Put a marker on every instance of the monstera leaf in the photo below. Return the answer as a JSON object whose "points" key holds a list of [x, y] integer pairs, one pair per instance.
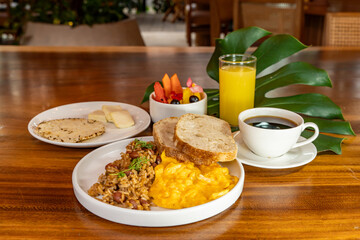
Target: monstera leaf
{"points": [[314, 107]]}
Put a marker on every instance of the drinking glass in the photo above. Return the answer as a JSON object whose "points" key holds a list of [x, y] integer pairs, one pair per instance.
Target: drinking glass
{"points": [[237, 73]]}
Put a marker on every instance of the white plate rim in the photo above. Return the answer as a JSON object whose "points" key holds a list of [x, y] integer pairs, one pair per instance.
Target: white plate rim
{"points": [[309, 148], [164, 218], [132, 131]]}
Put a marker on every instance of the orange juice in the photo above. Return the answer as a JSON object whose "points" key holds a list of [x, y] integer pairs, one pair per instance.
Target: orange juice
{"points": [[237, 91]]}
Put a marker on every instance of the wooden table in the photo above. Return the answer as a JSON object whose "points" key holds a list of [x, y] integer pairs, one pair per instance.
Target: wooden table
{"points": [[318, 201]]}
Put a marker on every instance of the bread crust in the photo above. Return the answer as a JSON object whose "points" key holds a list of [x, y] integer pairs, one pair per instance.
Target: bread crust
{"points": [[212, 156]]}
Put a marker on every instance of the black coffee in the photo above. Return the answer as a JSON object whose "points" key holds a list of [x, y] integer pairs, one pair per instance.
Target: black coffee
{"points": [[270, 122]]}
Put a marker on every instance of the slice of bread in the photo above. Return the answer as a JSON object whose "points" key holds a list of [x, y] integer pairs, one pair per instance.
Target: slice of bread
{"points": [[163, 133], [206, 137], [72, 130]]}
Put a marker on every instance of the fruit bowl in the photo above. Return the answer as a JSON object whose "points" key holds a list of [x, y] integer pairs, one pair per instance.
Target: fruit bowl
{"points": [[159, 110]]}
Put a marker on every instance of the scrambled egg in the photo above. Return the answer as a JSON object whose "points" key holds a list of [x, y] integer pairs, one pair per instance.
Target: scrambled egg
{"points": [[181, 185]]}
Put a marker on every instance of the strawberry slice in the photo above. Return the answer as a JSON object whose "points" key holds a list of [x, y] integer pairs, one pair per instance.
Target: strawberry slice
{"points": [[176, 85], [167, 85], [159, 93]]}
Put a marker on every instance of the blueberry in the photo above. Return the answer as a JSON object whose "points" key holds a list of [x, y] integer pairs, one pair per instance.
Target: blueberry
{"points": [[175, 101], [193, 98]]}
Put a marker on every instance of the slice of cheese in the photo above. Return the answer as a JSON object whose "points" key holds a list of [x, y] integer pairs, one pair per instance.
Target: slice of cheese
{"points": [[122, 119], [108, 109], [97, 115]]}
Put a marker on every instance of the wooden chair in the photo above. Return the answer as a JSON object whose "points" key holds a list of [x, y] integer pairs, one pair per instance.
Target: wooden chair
{"points": [[276, 16], [177, 8], [342, 29], [221, 18], [197, 18]]}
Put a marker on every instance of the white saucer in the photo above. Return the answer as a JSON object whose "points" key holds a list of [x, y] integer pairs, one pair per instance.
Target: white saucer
{"points": [[294, 158]]}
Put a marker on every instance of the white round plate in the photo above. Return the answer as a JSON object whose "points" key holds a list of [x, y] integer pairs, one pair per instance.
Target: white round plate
{"points": [[81, 110], [294, 158], [92, 165]]}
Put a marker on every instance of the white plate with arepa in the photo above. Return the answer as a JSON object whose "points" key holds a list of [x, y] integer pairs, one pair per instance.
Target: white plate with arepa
{"points": [[81, 110], [92, 165]]}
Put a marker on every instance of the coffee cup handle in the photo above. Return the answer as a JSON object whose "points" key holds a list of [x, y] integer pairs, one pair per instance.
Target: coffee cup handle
{"points": [[312, 138]]}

○ ○ ○ ○

*GOAL OF THE EXERCISE*: Print out every record above exactly as given. Do not include the pictures.

*TASK RESPONSE*:
Put a marker on every instance of the monstera leaf in the photo below. Return the answer as a JSON object whose "points" key holds a list of [x, y] integer pairs, one pair per instance.
Target: monstera leaf
{"points": [[314, 107]]}
Put a marker on every instance of the drinking glass in the photo above. Return the answer as a JSON object whose "points" key holds a list of [x, y] integer pairs, one pair per instance.
Target: drinking glass
{"points": [[237, 73]]}
Put a marker on every instance of the white plate rim in the photo above. Return the answer as a JSON object whose "points" key holds a list of [x, y] integer pairs, one pair per instance.
Target: white plate rim
{"points": [[309, 148], [164, 218], [132, 131]]}
Put a marker on every instance of the orange juice in the photo above. Return the answer as a JSON object whose "points" key holds a list of [x, y] integer pairs, one pair per instance.
Target: orange juice
{"points": [[237, 91]]}
Put a marker on every instance of the wooden table in the photo above. Return the answer as a JSON object whose "points" key holds a list of [x, y] integer pairs, one pair per instance.
Target: wooden table
{"points": [[318, 201]]}
Put a marker on every instance of the bread crust in the photo above. Return the answer as a JSON object whose "points" key holds a list of [x, y] integer pairs, one pair per instance.
Target: bread crust
{"points": [[212, 156]]}
Put a marker on every instance of the black coffee in the photo above. Return the answer as a JSON object whose "points" key holds a list of [x, y] integer pairs, one pair per instance.
Target: black coffee
{"points": [[270, 122]]}
Put a marker on every instance of the slice of bread in the photo above. Return the answer as a JSON object whose "points" key holds a list of [x, y] integer pairs, one pair per instance.
Target: slice of bread
{"points": [[163, 133], [206, 137], [72, 130]]}
Put a marker on every instance of the fruit bowl in the photo above. Return the answer as a JSON object whose "points" key holds a list of [x, y] integer pairs, one pair per instance.
Target: fruit bowl
{"points": [[159, 110]]}
Put a marker on every instance of the scrambled egg in the photo above. Return the answer as a JSON object whose "points" key holds a list of [x, y] integer pairs, one pair per instance.
Target: scrambled egg
{"points": [[181, 185]]}
Put a marker on every instance of the strawberry slice in the photo above. Return the answer as a JSON object whose "points" key holds a list of [x, y] integer pairs, one pair per instance.
Target: strawberry slice
{"points": [[176, 85], [167, 85], [159, 93]]}
Put a marker on every instance of the blueberry in the photo above. Return the answer as a JSON object whose "points" key holds a list of [x, y] integer pairs, one pair per instance.
Target: blueberry
{"points": [[175, 101], [193, 98]]}
Put a marker on every instance of the slice of cheese in the photo above. Return the answer as a JSON object whose "points" key holds a list of [x, y] integer pairs, one pair per instance.
Target: slice of cheese
{"points": [[122, 119], [108, 109], [97, 115]]}
Put a marker on every instance of the wooden chair in the photo above. Return the answer as a JSON object whose "points" key holds a list of [x, y] integer pairs, one pair per instance.
Target: wooden chair
{"points": [[276, 16], [177, 8], [342, 29], [221, 18], [197, 18]]}
Put a marker on every instance of the white saucer in the photo above. Return the answer as a JSON object whose "points" key holds a list of [x, y] integer pairs, one pair per instance.
Target: white saucer
{"points": [[294, 158]]}
Put a marker on every instance of the white round plate in the photo above. Return the answer as a JSON object whose "points" key holds a list of [x, y] integer pairs, one pair per instance.
Target: white round plate
{"points": [[81, 110], [294, 158], [92, 165]]}
Put a marker on every instance of the white plate with arepa in the photo above. Return the answer as a JSON object whose "points" key holds a list of [x, y] integer pairs, one pair per instance.
Target: white plate with arepa
{"points": [[81, 110], [92, 165]]}
Put a marker on every instance of the coffee cup handle in the photo above. Return the answer as a JSON object whose "points" key holds a list of [x, y] integer pairs, one pair per instance.
Target: coffee cup handle
{"points": [[312, 138]]}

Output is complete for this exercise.